■ What you are asked to do: List every distinct citation number that appears in parentheses in the passage on 6S RNA regulation of transcription, in order of first appearance.

6S RNA REGULATION OF TRANSCRIPTION

Regulation of Transcription in E. coli

The binding of 6S RNA to Eσ⁷⁰, the major transcriptional machinery of the cell, strongly suggested that 6S RNA would regulate σ⁷⁰-dependent transcription, as initially confirmed at one tested promoter (rsdP2) in vivo (11). However, somewhat surprisingly at the time, further experiments revealed that 6S RNA-dependent regulation of transcription is promoter specific (i.e., some promoters are downregulated in the presence of 6S RNA, while others are insensitive to 6S RNA), even during late stationary phase when Ec6S RNA levels are maximal and Eσ⁷⁰ is essentially saturated by Ec6S RNA (11, 15). Work in the last decade on 6S RNA-dependent regulation of transcription has taken two approaches: (i) study of reporter genes with minimal core promoters and mutants to reveal promoter features that determine 6S RNA sensitivity and (ii) identification of the 6S RNA regulon using global approaches.

Identification of promoter features that determine regulation by Ec6S RNA

The similarity of binding of Ec6S RNA and promoter DNA to Eσ⁷⁰ strongly suggested a direct competition model for regulation of transcription, and in vitro binding studies demonstrated that Ec6S RNA blocks binding of promoter DNA (63), as also observed in B. subtilis for both Bs6S-1 and Bs6S-2 RNAs (73). However, a set of promoters reported to respond to changes in RNAP concentrations (74) were not uniformly sensitive to Ec6S RNA, nor did 6S RNA sensitivity correlate with affinity for RNAP binding (37). Furthermore, mutagenesis of several studied promoters revealed that strength of the −35 element or the presence of an extended −10 element specifically determined 6S RNA sensitivity, and that changing these parameters alone could interconvert sensitive and insensitive promoters (37). Strength of the core −10 element did not contribute to 6S RNA sensitivity, in conflict with a model of direct competition of 6S RNA and promoter DNA for free Eσ⁷⁰. Future work will be required to provide a better understanding of the mechanistic details of 6S RNA regulation of transcription in E. coli and other bacteria.

■ Material shown:
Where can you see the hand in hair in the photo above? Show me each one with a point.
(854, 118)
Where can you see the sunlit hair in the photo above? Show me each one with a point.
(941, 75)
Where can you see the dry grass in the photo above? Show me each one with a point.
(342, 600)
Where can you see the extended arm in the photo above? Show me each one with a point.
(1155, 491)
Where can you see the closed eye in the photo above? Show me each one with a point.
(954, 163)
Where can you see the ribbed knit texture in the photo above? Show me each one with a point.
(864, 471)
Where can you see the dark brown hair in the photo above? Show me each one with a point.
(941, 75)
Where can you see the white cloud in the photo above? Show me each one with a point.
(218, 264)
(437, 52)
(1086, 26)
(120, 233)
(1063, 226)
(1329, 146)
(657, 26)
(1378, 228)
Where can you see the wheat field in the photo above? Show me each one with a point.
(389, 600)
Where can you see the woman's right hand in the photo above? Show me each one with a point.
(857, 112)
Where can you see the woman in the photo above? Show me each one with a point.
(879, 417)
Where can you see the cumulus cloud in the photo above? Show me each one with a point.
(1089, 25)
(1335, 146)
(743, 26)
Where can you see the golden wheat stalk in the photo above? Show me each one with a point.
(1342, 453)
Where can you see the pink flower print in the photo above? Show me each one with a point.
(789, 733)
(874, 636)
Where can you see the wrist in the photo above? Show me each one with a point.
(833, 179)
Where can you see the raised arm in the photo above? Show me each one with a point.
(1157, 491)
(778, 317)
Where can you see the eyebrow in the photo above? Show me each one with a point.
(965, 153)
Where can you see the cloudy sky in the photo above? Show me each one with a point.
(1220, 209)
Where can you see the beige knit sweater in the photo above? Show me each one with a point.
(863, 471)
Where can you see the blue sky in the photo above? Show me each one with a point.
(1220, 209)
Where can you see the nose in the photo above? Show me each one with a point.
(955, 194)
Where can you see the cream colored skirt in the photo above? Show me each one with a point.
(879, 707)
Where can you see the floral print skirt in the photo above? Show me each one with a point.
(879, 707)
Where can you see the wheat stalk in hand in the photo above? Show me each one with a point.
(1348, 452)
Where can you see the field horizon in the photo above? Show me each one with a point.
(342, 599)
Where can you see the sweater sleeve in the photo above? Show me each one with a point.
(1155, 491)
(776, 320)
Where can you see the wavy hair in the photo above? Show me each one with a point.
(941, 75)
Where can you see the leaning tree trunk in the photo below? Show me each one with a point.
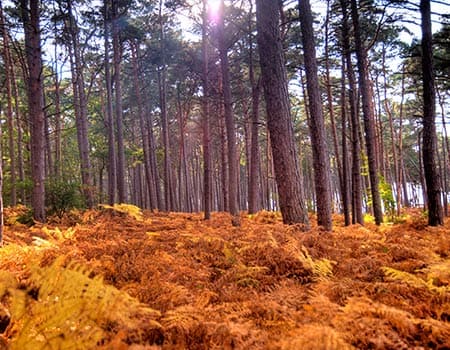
(30, 18)
(435, 214)
(274, 79)
(321, 160)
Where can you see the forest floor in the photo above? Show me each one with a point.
(209, 285)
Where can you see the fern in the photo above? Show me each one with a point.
(415, 281)
(315, 337)
(128, 209)
(321, 268)
(70, 309)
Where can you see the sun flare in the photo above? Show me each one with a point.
(214, 9)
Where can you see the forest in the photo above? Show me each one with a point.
(224, 174)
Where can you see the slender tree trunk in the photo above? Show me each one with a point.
(345, 165)
(339, 165)
(58, 127)
(435, 214)
(168, 186)
(109, 119)
(144, 134)
(30, 17)
(117, 58)
(9, 108)
(387, 108)
(205, 118)
(1, 188)
(321, 160)
(401, 174)
(357, 215)
(254, 184)
(80, 104)
(19, 129)
(274, 79)
(368, 113)
(229, 123)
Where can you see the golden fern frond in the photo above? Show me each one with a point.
(129, 209)
(415, 281)
(321, 268)
(70, 309)
(182, 318)
(315, 337)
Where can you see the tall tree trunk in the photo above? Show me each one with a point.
(368, 113)
(274, 79)
(144, 134)
(80, 104)
(435, 214)
(357, 215)
(345, 164)
(205, 118)
(254, 185)
(117, 58)
(321, 160)
(387, 108)
(19, 129)
(9, 107)
(328, 83)
(1, 188)
(109, 119)
(168, 188)
(229, 122)
(30, 17)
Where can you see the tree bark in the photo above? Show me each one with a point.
(274, 79)
(144, 135)
(357, 215)
(321, 160)
(80, 104)
(30, 17)
(368, 113)
(9, 107)
(117, 58)
(432, 178)
(254, 185)
(109, 119)
(345, 163)
(229, 122)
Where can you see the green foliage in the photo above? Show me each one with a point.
(26, 218)
(66, 309)
(62, 196)
(387, 197)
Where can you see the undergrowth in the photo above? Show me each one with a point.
(120, 278)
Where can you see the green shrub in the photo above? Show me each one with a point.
(62, 196)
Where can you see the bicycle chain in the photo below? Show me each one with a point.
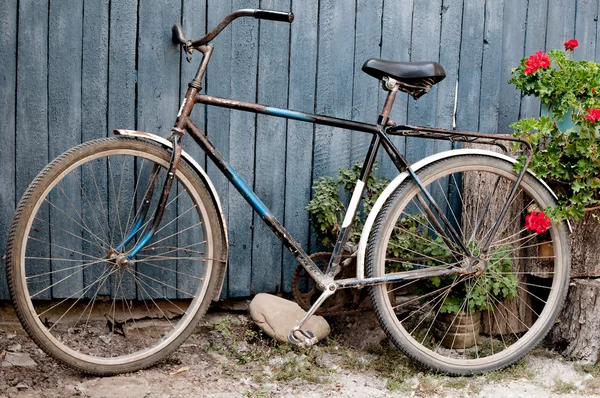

■ Exercise result: 11, 15, 63, 73, 74, 37